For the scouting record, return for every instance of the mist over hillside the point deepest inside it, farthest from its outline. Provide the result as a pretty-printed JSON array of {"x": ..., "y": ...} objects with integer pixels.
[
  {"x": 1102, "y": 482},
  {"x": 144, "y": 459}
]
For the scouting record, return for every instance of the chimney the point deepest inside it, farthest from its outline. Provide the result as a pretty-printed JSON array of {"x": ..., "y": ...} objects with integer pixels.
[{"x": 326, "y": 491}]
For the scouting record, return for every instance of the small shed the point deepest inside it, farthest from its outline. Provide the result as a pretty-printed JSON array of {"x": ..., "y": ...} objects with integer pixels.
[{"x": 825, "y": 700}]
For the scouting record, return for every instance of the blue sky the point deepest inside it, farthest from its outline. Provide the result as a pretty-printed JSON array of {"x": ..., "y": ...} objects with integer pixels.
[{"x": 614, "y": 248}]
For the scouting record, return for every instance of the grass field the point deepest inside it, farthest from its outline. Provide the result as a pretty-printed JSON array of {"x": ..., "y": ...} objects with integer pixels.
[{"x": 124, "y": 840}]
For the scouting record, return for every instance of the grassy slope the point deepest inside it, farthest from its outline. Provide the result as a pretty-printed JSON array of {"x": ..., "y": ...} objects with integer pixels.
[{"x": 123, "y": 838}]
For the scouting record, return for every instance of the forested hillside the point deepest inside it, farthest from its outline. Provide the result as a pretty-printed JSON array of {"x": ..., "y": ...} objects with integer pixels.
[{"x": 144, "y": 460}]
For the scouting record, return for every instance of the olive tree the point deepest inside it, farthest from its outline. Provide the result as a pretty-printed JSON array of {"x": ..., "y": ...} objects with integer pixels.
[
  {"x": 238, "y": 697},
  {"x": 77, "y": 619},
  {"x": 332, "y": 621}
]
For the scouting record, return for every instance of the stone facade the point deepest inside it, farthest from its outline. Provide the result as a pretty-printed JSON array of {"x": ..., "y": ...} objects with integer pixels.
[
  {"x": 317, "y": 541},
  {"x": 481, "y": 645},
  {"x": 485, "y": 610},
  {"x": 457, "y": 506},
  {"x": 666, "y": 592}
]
※ ※ ※
Starting at the line that contains "For the scouting record, return for every instance of the stone", quote each remaining line of the entries above, unchanged.

» **Task solution**:
For the scouting record, return for every instance of the stone facade the point deepest inside it, farthest from its outline. Provide the result as a pretty-printed JSON array of {"x": ..., "y": ...} objects with integer pixels.
[
  {"x": 317, "y": 541},
  {"x": 481, "y": 645},
  {"x": 485, "y": 610},
  {"x": 457, "y": 506},
  {"x": 666, "y": 592}
]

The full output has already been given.